**OPDRACHT**.
Wanneer begon volgens de tekst over het Muziekcentrum Enschede het grondwerk voor de stoomweverij en -ververij van Van Heek & Co.?

**GEGEVEN TEKST**.

=====

Muziekcentrum Enschede
Op het terrein waar nu het Muziekcentrum staat, begon in het voorjaar van 1859 het grondwerk voor de stoomweverij en –ververij van de enkele maanden voordien opgerichte firma Van Heek & Co. Twee broers hadden besloten samen “op stoom” verder te gaan. Een aantal ontwikkelingen in Twente en daarbuiten maakten het aantrekkelijk om over te gaan op de fabrieksmatige en gemechaniseerde productie. Dit sloot aan bij een algemene vernieuwing in Twente aan het eind van de jaren vijftig van de vorige eeuw.  Dit was het begin van een textielimperium, dat in de decennia daarna het beeld van Enschede in een aantal opzichten zou bepalen.

De locaties

De eerste locatie is het Wilminktheater. De grote maar intieme “Pay. Zaal” biedt plaats aan 1001 mensen. In de popzaal (“Hertog Jan Zaal’’) worden 170 zitplaatsen en 800 staanplaatsen aangeboden.

De tweede locatie is het MuziekcentrumHet Muziekcentrum is één van de belangrijkste concertzalen van Nederland. In de twee zalen (De Grote concertzaal met 1050 stoelen of 1800 staanplaatsen en de kleine zaal met 200 stoelen) kunnen muziekliefhebbers terecht voor uiteenlopende concerten.

=====

**GEGEVENS**.

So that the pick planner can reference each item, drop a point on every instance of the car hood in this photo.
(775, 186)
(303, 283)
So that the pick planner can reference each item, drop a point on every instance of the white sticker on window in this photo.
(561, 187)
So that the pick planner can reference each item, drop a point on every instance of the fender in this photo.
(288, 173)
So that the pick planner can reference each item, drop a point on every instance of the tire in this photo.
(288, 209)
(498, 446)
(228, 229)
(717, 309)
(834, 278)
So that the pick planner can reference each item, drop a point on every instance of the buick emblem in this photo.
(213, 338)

=====

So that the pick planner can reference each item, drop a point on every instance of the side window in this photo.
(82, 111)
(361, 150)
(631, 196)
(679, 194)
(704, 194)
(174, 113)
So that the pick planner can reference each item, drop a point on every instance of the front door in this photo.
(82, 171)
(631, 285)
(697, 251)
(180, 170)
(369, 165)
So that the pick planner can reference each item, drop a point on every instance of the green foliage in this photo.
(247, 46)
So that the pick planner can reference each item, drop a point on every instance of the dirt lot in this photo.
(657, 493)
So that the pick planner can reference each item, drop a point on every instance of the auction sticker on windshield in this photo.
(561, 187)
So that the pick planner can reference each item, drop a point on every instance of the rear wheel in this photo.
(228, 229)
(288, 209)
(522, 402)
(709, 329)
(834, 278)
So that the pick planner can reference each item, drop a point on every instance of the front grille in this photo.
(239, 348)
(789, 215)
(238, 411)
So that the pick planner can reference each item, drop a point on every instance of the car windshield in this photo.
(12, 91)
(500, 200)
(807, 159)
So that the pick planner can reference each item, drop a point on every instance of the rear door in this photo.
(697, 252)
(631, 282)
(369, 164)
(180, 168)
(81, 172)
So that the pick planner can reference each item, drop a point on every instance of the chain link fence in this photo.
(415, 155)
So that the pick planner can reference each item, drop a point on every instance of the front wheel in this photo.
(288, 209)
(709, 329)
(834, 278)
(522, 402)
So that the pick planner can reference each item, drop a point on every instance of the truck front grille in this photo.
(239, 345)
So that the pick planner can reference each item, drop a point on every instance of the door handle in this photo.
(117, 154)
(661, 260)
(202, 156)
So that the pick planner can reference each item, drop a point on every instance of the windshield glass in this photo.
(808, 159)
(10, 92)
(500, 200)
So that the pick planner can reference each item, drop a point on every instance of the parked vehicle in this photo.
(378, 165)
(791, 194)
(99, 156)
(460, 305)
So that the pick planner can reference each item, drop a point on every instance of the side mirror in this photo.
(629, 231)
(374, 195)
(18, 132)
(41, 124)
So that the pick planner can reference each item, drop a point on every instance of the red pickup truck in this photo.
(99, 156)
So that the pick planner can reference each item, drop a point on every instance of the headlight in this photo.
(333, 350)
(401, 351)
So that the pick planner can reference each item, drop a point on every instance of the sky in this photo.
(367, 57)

=====

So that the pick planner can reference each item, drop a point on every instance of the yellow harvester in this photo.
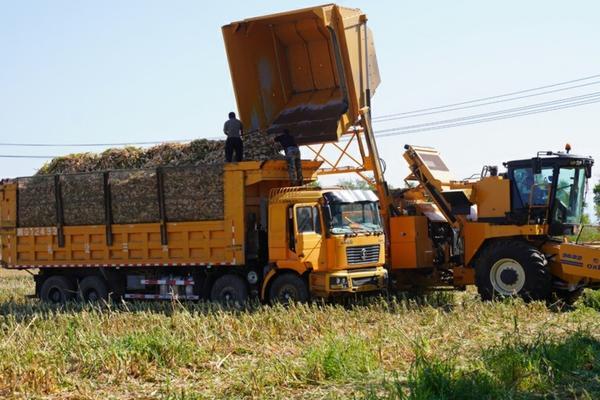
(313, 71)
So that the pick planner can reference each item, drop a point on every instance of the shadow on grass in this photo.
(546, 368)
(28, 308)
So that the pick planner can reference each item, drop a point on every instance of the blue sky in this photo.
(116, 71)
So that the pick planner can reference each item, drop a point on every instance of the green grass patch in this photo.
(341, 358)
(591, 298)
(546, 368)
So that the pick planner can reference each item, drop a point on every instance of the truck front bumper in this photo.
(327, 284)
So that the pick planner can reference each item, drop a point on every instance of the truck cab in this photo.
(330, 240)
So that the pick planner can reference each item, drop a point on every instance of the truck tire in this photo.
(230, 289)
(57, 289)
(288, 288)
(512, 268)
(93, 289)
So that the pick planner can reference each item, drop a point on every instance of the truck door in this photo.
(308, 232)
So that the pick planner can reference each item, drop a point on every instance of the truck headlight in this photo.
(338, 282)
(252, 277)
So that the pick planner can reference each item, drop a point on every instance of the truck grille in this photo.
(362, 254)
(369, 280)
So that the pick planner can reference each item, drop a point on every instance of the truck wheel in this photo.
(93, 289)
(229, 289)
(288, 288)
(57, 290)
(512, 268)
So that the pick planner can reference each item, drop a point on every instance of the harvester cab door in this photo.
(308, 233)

=====

**ANTWOORD**.
In het voorjaar van 1859.